Thanks for the write up, Isa. They look like an interesting bunch of writers. Although I agree that those Scandinavian writers might not actually be in contention. It might be them on the look out for new members, or maybe for some of the Scandinavian-centric prizes they give out.
I don't put a lot of faith in customer reviews, but years ago, when I was thinking about reading Botho Strauss, I noticed his book ratings on Goodreads were uniformly low. That was enough for me to decide to give his work a pass at that moment.
I don’t put much stock in those either, but I just checked his Goodreads and I’m a bit shocked at the average ratings some of his books have. I took a look at his Wikipedia page, and most of his translated works have “reception” sections. Here’s a few quotes on some of his collections and plays:
“The critic wrote that some of the stories "include unsettling surreal touches", but that most of them "are heavier-than-air fantasies that tend to revolve around the usual postmodern problems of alienated intellectuals, cultural collisions and consumer dystopias". "Ultimately", the critic wrote, "this is less a novel of ideas, or even of characters, than a series of grandiloquent speeches and freakish dream sequences".”
“ The critic wrote that some of the passages are so "undilutedly alienated they read almost as parody-German intellectualism at its most grim", while others "are truly haunting, reminding readers that postmodernism can translate as historical and emotional homelessness".”
"The spare abstract quality of Strauss's language is the reflection of his subject: the isolation of the self/artist in a world where no one really listens. While some readers will prefer the more richly furnished world of a novelist like V.S. Naipaul, this book by Botho Strauss is like a sculpture by Giacometti—clean, pared-down, and without a shred of unnecessary flesh."
“ John Simon reviewed the play in New York in 1979, when it was first performed in the United States: "The stultifying banality of the play is matched only by its arrogance—it is, for example, written in a pointless free verse that becomes even flatter in Anne Cattaneo's translation. The only thing big about Big and Little is its pretentiousness; everything else, except its length, is little."[2] Mel Gussow of The New York Times described the play in 1983 as "a nonlinear but consequential tour of present-day alienation". He called it "theoretically tantalizing, more interesting to contemplate than to experience and less adventurous than works by Mr. Strauss's peers such as Peter Handke and Franz Xaver Kroetz".”
I can easily see why he might be so lauded by German critics while others are more lukewarm. That said, I was kind of intrigued by the divisiveness of his work, and I usually make a point each speculation season to read some new authors and, due to COVID, I haven’t been able to do much of that so far this year. So I bought the only thing available in English on the Kindle, a collection of three of his plays. I’m curious to see how he is.

* _Collected data_:
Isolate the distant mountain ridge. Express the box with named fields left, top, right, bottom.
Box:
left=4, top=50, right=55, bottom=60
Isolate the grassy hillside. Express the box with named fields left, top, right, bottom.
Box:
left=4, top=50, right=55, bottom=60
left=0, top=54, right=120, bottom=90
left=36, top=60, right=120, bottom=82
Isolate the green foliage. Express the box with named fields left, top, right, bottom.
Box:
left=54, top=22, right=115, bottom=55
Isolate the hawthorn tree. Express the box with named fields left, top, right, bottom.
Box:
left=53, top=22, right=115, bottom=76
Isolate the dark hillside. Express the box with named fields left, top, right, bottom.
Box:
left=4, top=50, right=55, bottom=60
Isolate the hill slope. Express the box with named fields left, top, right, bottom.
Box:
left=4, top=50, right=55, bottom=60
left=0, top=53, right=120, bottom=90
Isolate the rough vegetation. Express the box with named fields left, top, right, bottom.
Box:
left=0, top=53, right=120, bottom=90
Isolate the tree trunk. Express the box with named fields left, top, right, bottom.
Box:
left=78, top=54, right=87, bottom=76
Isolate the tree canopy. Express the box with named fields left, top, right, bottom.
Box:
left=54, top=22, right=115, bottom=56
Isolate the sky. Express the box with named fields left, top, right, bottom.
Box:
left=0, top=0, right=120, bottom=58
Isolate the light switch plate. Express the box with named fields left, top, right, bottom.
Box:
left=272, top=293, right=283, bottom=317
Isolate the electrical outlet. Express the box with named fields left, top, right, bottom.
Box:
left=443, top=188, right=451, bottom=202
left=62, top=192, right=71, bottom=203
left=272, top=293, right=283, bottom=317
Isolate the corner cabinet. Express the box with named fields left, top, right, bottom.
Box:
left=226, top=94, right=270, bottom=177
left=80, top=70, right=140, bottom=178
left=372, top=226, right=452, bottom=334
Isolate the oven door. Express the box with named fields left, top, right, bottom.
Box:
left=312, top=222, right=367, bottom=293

* _Study questions_:
1. In the discussion of Botho Strauss, what did the writer buy on the Kindle?
2. Repeat the passage from the discussion of Botho Strauss, starting with "I can easily" and going on through "see how he is.".

* _Solutions in order_:
1. A collection of three of his plays, the only thing of his available in English on the Kindle.

2.
I can easily see why he might be so lauded by German critics while others are more lukewarm. That said, I was kind of intrigued by the divisiveness of his work, and I usually make a point each speculation season to read some new authors and, due to COVID, I haven’t been able to do much of that so far this year. So I bought the only thing available in English on the Kindle, a collection of three of his plays. I’m curious to see how he is.